Pull out every line below that contains the string "dress", matching case exactly.

[Stored lines from a collection]
-*-

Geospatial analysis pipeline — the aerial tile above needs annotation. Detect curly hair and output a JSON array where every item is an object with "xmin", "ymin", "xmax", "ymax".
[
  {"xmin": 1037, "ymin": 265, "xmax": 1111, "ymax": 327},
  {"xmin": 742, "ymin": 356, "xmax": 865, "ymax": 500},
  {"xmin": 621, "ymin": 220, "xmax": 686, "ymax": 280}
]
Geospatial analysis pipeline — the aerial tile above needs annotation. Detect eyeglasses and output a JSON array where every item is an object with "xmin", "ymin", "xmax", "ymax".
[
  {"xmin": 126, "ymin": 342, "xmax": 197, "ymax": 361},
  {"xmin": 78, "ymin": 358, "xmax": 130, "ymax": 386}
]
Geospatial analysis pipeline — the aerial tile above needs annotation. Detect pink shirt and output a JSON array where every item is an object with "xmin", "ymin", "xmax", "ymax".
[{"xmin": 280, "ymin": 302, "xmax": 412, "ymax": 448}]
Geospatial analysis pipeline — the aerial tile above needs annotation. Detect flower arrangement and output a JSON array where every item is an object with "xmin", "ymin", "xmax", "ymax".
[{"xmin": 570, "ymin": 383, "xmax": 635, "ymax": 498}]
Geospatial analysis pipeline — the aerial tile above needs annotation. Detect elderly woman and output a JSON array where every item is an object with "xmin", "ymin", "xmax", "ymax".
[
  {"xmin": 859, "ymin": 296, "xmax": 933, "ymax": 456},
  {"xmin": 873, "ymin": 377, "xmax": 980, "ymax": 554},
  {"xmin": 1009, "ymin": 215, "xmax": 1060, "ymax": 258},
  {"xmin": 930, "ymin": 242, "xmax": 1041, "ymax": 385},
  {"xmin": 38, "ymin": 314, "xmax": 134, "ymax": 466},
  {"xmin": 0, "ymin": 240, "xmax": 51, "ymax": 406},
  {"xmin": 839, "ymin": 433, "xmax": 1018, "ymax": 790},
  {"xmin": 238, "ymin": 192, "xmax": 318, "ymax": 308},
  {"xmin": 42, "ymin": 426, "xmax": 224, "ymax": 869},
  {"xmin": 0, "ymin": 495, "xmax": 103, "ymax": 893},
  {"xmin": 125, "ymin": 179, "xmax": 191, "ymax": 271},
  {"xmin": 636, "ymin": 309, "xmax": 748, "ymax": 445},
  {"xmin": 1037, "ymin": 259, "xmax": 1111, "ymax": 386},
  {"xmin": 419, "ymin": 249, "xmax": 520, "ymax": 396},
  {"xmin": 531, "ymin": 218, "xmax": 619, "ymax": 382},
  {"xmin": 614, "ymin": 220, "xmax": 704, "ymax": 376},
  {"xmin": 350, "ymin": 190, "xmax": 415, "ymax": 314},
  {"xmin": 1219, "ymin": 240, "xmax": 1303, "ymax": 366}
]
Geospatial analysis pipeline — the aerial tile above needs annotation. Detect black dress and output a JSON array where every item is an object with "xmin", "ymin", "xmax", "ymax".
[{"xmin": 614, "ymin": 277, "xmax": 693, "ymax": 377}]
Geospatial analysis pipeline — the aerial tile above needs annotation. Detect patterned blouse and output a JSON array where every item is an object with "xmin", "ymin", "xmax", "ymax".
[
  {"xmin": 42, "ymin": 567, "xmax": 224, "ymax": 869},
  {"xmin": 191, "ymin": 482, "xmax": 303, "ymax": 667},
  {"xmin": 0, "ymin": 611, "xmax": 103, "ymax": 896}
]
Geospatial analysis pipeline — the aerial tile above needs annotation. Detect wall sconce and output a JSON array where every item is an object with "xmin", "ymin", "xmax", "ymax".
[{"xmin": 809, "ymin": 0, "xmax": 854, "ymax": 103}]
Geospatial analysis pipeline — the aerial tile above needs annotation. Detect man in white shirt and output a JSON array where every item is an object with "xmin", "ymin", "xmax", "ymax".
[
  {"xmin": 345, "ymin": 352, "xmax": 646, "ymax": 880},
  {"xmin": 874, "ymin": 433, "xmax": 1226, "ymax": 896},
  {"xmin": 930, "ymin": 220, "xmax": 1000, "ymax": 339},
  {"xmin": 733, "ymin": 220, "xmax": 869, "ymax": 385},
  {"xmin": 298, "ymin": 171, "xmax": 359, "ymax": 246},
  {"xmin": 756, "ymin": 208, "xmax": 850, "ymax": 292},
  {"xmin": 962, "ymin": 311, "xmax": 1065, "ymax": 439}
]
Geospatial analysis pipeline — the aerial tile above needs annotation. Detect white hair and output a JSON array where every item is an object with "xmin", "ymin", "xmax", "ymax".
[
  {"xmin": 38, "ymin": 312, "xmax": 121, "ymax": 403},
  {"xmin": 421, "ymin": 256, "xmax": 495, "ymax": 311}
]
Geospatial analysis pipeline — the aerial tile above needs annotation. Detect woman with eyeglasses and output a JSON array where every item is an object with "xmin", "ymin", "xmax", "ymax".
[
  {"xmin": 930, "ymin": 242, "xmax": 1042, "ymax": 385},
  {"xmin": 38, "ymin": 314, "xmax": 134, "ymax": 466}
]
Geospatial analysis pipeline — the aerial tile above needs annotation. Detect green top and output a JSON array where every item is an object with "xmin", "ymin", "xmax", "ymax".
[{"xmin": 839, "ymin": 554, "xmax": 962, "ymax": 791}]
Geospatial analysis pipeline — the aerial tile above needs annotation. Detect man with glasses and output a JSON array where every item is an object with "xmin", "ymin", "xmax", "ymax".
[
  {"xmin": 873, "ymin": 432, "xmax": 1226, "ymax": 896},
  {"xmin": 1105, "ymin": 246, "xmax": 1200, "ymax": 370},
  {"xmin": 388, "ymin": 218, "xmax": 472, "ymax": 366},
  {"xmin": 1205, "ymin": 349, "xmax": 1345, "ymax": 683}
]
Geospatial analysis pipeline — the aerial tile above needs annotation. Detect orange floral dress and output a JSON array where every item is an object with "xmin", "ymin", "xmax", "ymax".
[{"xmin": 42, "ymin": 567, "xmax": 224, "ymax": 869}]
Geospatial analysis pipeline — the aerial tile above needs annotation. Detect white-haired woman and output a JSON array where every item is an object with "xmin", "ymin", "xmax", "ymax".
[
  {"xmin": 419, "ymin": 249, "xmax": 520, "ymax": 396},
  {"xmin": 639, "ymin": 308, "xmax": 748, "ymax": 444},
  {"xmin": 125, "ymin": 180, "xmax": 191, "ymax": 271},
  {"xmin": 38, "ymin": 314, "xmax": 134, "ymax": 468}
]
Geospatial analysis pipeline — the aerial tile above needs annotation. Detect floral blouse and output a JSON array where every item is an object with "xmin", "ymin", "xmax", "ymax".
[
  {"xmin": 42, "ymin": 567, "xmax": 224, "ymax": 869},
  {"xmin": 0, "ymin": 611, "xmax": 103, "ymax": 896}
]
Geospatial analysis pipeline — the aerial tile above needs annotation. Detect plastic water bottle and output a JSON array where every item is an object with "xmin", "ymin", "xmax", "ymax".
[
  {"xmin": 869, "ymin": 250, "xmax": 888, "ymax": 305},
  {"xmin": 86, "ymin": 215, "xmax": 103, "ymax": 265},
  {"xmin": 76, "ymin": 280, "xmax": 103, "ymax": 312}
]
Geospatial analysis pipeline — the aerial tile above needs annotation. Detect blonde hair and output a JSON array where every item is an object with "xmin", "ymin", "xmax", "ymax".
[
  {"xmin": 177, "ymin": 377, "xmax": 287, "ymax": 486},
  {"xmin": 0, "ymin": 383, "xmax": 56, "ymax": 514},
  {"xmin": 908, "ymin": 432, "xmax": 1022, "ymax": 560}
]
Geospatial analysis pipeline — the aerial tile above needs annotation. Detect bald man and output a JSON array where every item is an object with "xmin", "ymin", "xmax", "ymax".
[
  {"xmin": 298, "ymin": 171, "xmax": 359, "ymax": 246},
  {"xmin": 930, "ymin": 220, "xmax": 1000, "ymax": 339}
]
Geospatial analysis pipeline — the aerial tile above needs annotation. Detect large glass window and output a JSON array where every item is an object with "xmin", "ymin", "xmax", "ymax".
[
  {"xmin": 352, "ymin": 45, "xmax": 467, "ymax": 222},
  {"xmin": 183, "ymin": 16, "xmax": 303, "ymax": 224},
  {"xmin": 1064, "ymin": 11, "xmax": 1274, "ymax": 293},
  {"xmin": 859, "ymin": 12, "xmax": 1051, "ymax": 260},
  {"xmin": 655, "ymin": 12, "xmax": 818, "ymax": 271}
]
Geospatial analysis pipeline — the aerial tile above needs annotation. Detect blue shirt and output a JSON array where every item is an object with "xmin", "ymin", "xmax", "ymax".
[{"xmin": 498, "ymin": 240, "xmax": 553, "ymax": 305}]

-*-

CORRECT OUTPUT:
Geospatial analysis pipeline — the aerial tile above needs annotation. Detect black dress and output a JSON array where every item is an object with "xmin", "ymin", "xmax", "ymax".
Geospatial analysis pipeline — the aerial tile above needs annotation. Detect orange floral dress and output a JSON array where every item is an object with "xmin", "ymin", "xmax", "ymax".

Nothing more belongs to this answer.